What you will do: Gather every row below that contains the word "blue", and copy each one in full.

The data:
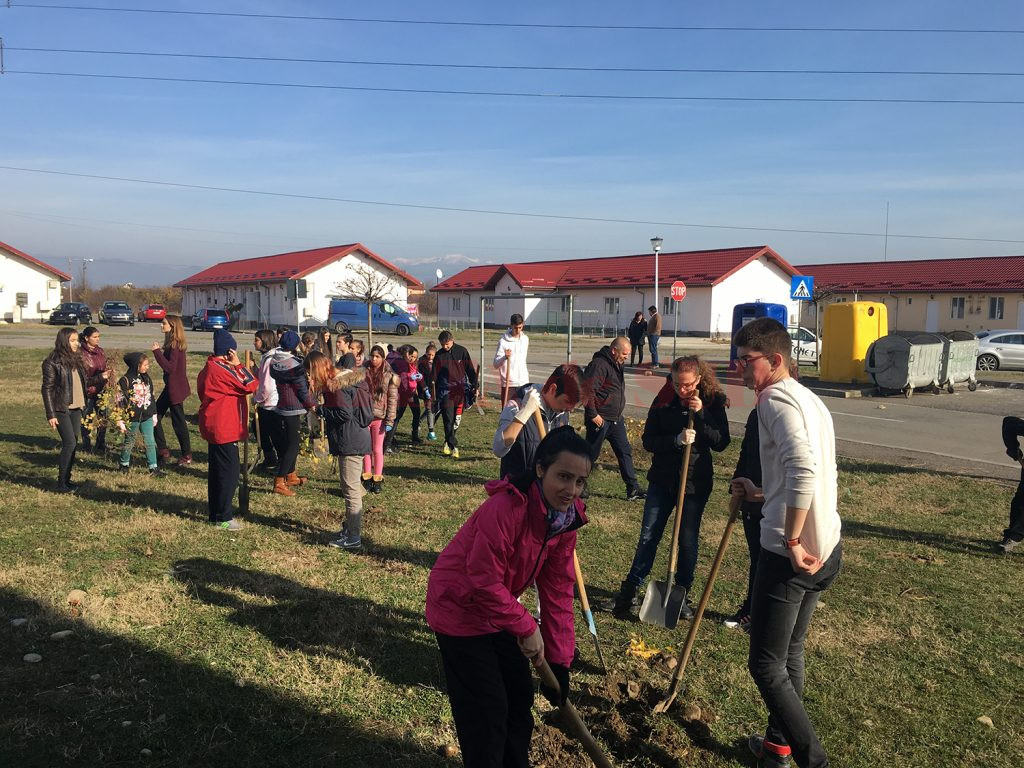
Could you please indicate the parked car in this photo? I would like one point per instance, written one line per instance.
(210, 320)
(1000, 349)
(387, 317)
(152, 312)
(71, 313)
(115, 312)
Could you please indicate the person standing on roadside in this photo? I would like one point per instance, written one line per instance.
(64, 400)
(223, 386)
(653, 333)
(605, 404)
(510, 356)
(637, 333)
(801, 549)
(96, 378)
(171, 358)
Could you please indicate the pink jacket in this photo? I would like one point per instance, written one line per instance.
(497, 554)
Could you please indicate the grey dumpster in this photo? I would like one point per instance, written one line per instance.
(904, 361)
(958, 360)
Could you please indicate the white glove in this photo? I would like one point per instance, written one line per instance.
(686, 437)
(528, 407)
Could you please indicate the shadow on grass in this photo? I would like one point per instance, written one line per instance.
(100, 698)
(318, 622)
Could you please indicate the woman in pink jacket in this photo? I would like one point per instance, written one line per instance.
(523, 535)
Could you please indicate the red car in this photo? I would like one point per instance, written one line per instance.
(155, 312)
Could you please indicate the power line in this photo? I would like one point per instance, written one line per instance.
(527, 26)
(523, 94)
(513, 68)
(493, 212)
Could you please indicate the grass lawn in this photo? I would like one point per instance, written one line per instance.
(193, 645)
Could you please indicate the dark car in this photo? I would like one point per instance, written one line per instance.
(115, 312)
(154, 312)
(210, 320)
(71, 313)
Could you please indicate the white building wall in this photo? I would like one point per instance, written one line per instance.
(18, 275)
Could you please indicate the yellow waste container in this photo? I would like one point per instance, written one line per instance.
(849, 329)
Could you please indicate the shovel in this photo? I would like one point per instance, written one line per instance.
(684, 655)
(664, 600)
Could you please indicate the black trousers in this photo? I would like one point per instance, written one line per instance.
(614, 431)
(222, 480)
(177, 422)
(69, 427)
(287, 443)
(492, 692)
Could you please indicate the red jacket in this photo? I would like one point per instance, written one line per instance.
(223, 410)
(497, 554)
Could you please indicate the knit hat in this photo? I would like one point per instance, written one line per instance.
(222, 342)
(289, 340)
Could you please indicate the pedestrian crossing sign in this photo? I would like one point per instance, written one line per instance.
(802, 287)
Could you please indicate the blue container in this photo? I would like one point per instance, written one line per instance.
(743, 313)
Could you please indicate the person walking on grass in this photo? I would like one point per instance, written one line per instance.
(524, 534)
(96, 378)
(171, 357)
(383, 385)
(517, 436)
(347, 414)
(455, 376)
(511, 356)
(294, 401)
(637, 332)
(603, 412)
(801, 549)
(265, 399)
(691, 388)
(1013, 428)
(223, 386)
(64, 399)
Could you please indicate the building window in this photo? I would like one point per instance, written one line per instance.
(995, 307)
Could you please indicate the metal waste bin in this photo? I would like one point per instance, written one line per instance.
(958, 360)
(904, 361)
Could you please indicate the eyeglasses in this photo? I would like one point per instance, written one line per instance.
(749, 358)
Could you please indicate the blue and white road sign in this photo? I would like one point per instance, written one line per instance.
(802, 287)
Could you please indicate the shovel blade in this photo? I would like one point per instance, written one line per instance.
(662, 604)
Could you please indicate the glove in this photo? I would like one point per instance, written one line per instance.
(529, 404)
(557, 697)
(686, 437)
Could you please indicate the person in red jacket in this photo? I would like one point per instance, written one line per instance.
(223, 419)
(523, 535)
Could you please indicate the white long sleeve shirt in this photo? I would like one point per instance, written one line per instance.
(798, 467)
(518, 375)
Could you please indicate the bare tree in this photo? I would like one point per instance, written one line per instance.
(368, 287)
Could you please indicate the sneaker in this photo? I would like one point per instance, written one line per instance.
(769, 755)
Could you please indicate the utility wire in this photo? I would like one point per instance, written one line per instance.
(523, 94)
(525, 26)
(489, 212)
(514, 68)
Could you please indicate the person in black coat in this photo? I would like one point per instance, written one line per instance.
(692, 387)
(64, 399)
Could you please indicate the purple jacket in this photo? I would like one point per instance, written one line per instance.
(175, 377)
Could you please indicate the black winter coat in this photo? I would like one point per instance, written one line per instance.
(667, 418)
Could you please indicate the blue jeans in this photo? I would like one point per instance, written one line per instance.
(652, 343)
(656, 510)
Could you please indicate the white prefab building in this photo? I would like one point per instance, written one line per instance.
(259, 285)
(30, 289)
(607, 292)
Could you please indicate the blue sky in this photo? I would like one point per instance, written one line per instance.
(951, 170)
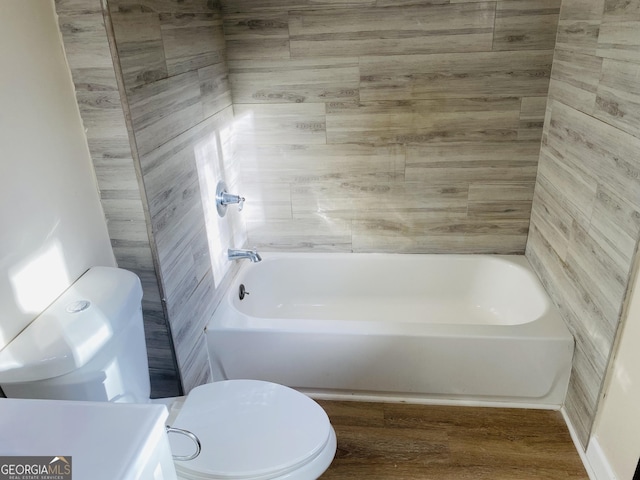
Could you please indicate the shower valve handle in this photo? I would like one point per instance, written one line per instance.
(223, 199)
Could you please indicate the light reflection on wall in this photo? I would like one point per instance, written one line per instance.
(214, 161)
(39, 280)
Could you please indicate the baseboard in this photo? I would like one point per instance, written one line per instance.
(594, 460)
(598, 461)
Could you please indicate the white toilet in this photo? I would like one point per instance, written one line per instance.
(89, 345)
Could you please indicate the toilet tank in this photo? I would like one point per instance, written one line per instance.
(87, 345)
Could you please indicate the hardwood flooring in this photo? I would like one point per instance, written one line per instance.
(378, 441)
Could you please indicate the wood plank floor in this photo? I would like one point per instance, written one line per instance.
(378, 441)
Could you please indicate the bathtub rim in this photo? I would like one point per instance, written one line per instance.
(549, 325)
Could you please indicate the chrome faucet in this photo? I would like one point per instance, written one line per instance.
(252, 255)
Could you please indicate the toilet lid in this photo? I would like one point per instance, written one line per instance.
(251, 429)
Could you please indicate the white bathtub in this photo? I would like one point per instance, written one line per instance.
(467, 329)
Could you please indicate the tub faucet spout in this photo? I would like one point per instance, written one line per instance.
(253, 255)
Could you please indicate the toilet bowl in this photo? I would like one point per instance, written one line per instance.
(89, 345)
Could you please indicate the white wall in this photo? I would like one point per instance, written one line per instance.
(52, 227)
(617, 428)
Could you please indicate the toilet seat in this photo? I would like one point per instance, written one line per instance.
(250, 429)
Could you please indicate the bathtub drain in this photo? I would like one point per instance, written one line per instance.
(242, 292)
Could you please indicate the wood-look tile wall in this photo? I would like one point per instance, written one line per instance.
(172, 56)
(87, 49)
(585, 221)
(375, 125)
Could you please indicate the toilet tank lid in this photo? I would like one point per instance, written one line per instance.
(74, 328)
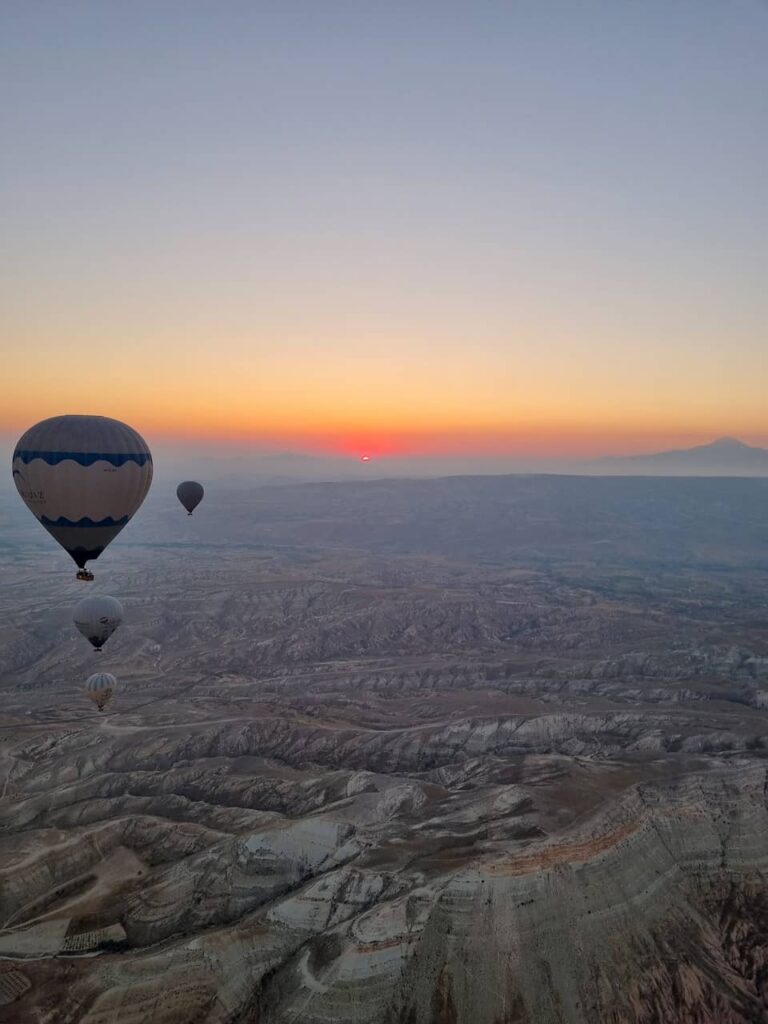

Full answer:
Could you please indicate the blue container in this photo? I would like one point per instance, written one line per instance.
Could you please indicate the blue and white road sign in this photo? I would like one point per instance, written one line per instance.
Could you please indicate the blue jeans in this photo? I would like one point per instance, written one line per instance.
Could you please indicate the blue sky in this photo? I would like one point per instance, written one line per instance.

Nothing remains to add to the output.